=== SUPPLIED RECORDS ===

_ _ _

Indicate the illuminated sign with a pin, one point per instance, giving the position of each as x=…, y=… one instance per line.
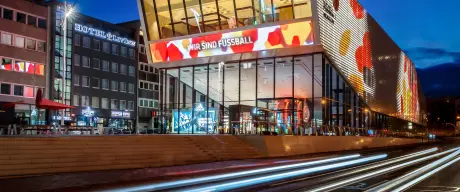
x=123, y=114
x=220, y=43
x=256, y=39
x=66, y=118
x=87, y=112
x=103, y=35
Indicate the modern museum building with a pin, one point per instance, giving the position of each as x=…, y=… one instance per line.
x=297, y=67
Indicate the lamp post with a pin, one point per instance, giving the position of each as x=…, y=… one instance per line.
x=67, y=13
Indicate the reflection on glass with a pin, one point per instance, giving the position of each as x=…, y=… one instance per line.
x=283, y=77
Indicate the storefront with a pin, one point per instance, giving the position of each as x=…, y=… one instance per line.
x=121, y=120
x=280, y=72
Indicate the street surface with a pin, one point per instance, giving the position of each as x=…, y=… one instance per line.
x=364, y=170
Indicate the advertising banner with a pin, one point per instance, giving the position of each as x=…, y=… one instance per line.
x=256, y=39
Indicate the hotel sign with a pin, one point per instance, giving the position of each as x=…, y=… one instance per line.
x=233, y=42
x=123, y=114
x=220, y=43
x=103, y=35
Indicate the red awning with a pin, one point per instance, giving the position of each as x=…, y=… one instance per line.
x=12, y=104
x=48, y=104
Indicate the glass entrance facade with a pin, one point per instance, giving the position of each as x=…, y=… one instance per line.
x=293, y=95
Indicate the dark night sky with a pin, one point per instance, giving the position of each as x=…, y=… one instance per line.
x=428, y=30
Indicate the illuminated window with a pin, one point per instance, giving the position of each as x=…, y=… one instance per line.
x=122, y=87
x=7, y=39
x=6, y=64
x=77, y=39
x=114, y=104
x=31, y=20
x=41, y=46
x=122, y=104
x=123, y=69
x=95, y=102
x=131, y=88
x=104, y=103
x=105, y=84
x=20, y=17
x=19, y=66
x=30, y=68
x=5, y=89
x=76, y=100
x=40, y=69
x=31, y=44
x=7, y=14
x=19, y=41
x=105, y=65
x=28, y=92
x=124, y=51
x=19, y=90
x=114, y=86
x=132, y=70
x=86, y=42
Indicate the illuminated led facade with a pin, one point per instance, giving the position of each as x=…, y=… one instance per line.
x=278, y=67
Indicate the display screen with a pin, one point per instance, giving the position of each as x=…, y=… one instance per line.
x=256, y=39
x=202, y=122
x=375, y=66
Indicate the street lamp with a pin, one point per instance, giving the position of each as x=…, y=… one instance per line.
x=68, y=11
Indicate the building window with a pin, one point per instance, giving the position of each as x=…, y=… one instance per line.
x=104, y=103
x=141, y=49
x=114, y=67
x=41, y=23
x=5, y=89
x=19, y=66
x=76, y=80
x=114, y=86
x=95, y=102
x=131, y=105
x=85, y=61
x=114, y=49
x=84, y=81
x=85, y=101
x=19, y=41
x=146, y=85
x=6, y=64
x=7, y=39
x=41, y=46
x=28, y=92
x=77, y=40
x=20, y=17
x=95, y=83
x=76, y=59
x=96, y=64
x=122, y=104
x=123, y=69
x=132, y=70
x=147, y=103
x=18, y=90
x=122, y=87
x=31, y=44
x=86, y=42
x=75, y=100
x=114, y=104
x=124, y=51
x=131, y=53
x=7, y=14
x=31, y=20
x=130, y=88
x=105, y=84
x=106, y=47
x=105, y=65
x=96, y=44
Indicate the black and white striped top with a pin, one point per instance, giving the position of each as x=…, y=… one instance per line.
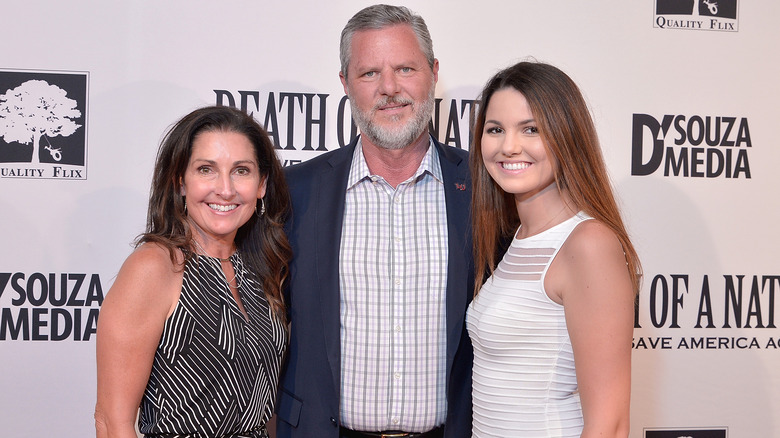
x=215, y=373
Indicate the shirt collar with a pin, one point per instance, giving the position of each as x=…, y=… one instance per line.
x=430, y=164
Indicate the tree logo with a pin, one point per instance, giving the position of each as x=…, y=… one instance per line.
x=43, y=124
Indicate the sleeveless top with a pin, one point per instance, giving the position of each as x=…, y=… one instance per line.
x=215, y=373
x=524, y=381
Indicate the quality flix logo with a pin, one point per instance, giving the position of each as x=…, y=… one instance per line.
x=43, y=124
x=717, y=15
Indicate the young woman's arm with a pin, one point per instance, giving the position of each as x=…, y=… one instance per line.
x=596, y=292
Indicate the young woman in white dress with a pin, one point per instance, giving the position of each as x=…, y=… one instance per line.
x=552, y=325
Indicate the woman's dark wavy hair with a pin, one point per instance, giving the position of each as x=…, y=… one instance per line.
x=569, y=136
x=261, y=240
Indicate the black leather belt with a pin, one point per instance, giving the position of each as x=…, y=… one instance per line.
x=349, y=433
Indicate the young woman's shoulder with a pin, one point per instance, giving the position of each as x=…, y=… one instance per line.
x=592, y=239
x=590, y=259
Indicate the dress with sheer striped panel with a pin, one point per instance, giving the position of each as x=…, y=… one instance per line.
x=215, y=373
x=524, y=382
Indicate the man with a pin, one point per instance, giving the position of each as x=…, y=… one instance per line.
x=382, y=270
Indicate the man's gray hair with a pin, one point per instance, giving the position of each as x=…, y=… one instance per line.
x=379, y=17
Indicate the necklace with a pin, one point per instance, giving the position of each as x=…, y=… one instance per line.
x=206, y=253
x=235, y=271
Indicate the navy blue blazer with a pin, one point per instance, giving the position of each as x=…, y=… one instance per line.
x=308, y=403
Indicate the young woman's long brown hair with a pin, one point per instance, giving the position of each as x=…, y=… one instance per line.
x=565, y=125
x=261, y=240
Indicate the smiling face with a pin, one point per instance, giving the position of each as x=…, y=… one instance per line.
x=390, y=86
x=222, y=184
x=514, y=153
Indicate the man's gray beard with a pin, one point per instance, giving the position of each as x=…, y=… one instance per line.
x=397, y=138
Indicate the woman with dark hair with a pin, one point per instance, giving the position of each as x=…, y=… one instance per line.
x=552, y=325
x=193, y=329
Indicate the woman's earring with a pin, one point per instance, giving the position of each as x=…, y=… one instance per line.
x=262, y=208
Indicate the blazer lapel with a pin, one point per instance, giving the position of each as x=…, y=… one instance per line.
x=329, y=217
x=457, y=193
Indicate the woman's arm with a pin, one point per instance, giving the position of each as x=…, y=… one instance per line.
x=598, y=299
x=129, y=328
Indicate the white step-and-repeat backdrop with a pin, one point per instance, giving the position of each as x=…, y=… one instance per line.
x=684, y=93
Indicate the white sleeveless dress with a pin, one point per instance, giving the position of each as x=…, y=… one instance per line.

_ _ _

=== TASK ITEM ===
Please reproduce all the material exactly. Pictures stay out of the copy.

=== WRITTEN RESPONSE ===
Indicate the illuminated sign with a pin, one point per instance, giving the position of each as x=…, y=… one instance per line.
x=123, y=114
x=220, y=43
x=256, y=39
x=66, y=118
x=87, y=112
x=103, y=35
Indicate the modern museum building with a pin, one point per instance, giving the position of each as x=…, y=… one instance per line.
x=297, y=67
Indicate the lamp post with a pin, one point per instance, giving the position of each as x=…, y=… one instance per line.
x=67, y=13
Indicate the reflection on glass with a pin, one point per instance, giving the position of each as x=…, y=… one instance per line.
x=283, y=77
Indicate the storefront with a pin, one point per instance, giving the position of each as x=…, y=… one instance per line.
x=121, y=120
x=280, y=72
Indicate the street surface with a pin, one point per instance, giving the position of each as x=…, y=… one instance per line.
x=364, y=170
Indicate the advertising banner with a pin, one point per instance, giving the position of each as x=…, y=… one instance per line.
x=256, y=39
Indicate the hotel sign with a pin, one point per instance, giving the position of each as x=…, y=… one instance per line.
x=233, y=42
x=123, y=114
x=220, y=43
x=103, y=35
Indicate the red awning with a pin, one point per instance, giving the position of each as x=…, y=… one instance per line.
x=12, y=104
x=48, y=104
Indicate the glass entrance facade with a pin, one point per instance, giving the position of each as x=…, y=… one instance per line.
x=293, y=95
Indicate the dark night sky with a pin, one point per instance, giving the position of each as x=…, y=… one instance per line.
x=428, y=30
Indicate the illuminated window with a pin, one point per instance, giving the position of each as x=…, y=… one instance per line.
x=122, y=87
x=7, y=39
x=6, y=64
x=77, y=39
x=114, y=104
x=31, y=20
x=41, y=46
x=122, y=104
x=123, y=69
x=95, y=102
x=131, y=88
x=104, y=103
x=105, y=84
x=20, y=17
x=19, y=66
x=30, y=68
x=5, y=89
x=76, y=100
x=40, y=69
x=31, y=44
x=7, y=14
x=19, y=41
x=105, y=65
x=28, y=92
x=124, y=51
x=19, y=90
x=114, y=86
x=132, y=70
x=86, y=42
Indicate the illuminated led facade with a pin, one point per instance, giving the position of each as x=…, y=… one instance per line.
x=278, y=67
Indicate the display screen with a pin, one point per instance, giving the position of each as x=…, y=… one instance per line.
x=256, y=39
x=202, y=122
x=375, y=66
Indicate the street lamp with a pin, one point per instance, giving the position of each as x=…, y=… one instance per line.
x=68, y=11
Indicate the building window with a pin, one point per instance, giving the position of each as x=…, y=… one instance per line.
x=104, y=103
x=141, y=49
x=114, y=67
x=41, y=23
x=5, y=89
x=19, y=66
x=76, y=80
x=114, y=86
x=95, y=102
x=131, y=105
x=85, y=61
x=114, y=49
x=84, y=81
x=85, y=101
x=19, y=41
x=146, y=85
x=6, y=64
x=7, y=39
x=41, y=46
x=28, y=92
x=77, y=40
x=20, y=17
x=95, y=83
x=76, y=59
x=96, y=64
x=122, y=104
x=123, y=69
x=132, y=70
x=147, y=103
x=18, y=90
x=122, y=87
x=31, y=44
x=86, y=42
x=75, y=100
x=114, y=104
x=124, y=51
x=131, y=53
x=7, y=14
x=31, y=20
x=130, y=88
x=105, y=84
x=106, y=47
x=105, y=65
x=96, y=44
Indicate the black and white striped top with a pin, one point per instance, giving the position of each as x=…, y=… one instance per line.
x=215, y=373
Indicate the shirt collar with a pin, one point per instance, giving the position of each as x=…, y=… one instance per line.
x=430, y=164
Indicate the tree logo with a pin, one point per instance, giving the position of each as x=…, y=… one instance per line.
x=43, y=124
Indicate the sleeveless top with a pin, one point per instance, giving the position of each as x=…, y=… one instance per line.
x=215, y=373
x=524, y=381
Indicate the quality flix logo with a pin, one point per instance, giving the position of each as x=…, y=… one instance per line.
x=43, y=124
x=717, y=15
Indicate the young woman's arm with a pin, one point per instance, giving the position of each as x=…, y=… one instance per line.
x=596, y=292
Indicate the young woman in white dress with a pin, one point per instance, giving the position of each as x=…, y=… one instance per line.
x=552, y=325
Indicate the woman's dark wavy hair with a pin, one point per instance, giving the position of each as x=…, y=… one instance per line.
x=569, y=136
x=261, y=240
Indicate the black leather belt with a pin, one point per instance, giving the position of each as x=…, y=… one instance per line.
x=349, y=433
Indicate the young woman's shoulder with a pin, one point per instance, giving the position of each as x=…, y=… one instance per line.
x=592, y=239
x=590, y=259
Indicate the dress with sheer striped panel with a pin, one point per instance, giving the position of each as x=…, y=… one instance per line.
x=215, y=373
x=524, y=382
Indicate the man with a pin, one point per instance, giving the position of each as x=…, y=… one instance per line.
x=382, y=270
Indicate the man's gray hair with a pin, one point per instance, giving the position of each as x=…, y=… one instance per line.
x=379, y=17
Indicate the necklace with a pin, one point per instance, giving the position of each as x=…, y=… one instance per line.
x=206, y=253
x=235, y=271
Indicate the navy blue blazer with a pin, one point per instance, giving the position of each as x=…, y=… one instance per line.
x=308, y=403
Indicate the young woman's long brown hair with a pin, one point per instance, giving the position of each as x=…, y=… one instance per line.
x=565, y=125
x=261, y=240
Indicate the smiling face with a pin, one point per instance, giving the position of each as x=…, y=… one instance per line.
x=390, y=86
x=222, y=184
x=514, y=153
Indicate the man's gray beard with a pin, one point per instance, giving the position of each as x=…, y=… one instance per line.
x=397, y=138
Indicate the woman with dark hair with a pin, one point per instance, giving the position of each as x=…, y=… one instance per line.
x=552, y=325
x=193, y=329
Indicate the woman's earring with a pin, one point per instance, giving the position of each as x=…, y=… one instance per line.
x=262, y=208
Indicate the blazer lapel with a pin, one point per instance, giving the position of each as x=…, y=… one instance per line.
x=329, y=217
x=457, y=193
Indicate the woman's arm with a pin, one point per instance, giving the position of each as x=…, y=… one instance per line.
x=598, y=299
x=129, y=328
Indicate the white step-and-repeat backdrop with a pin, one point per instance, giving the position of each as x=…, y=… one instance per line.
x=684, y=93
Indicate the white sleeveless dress with a pin, one point per instance, giving the position of each as x=…, y=… one instance per line.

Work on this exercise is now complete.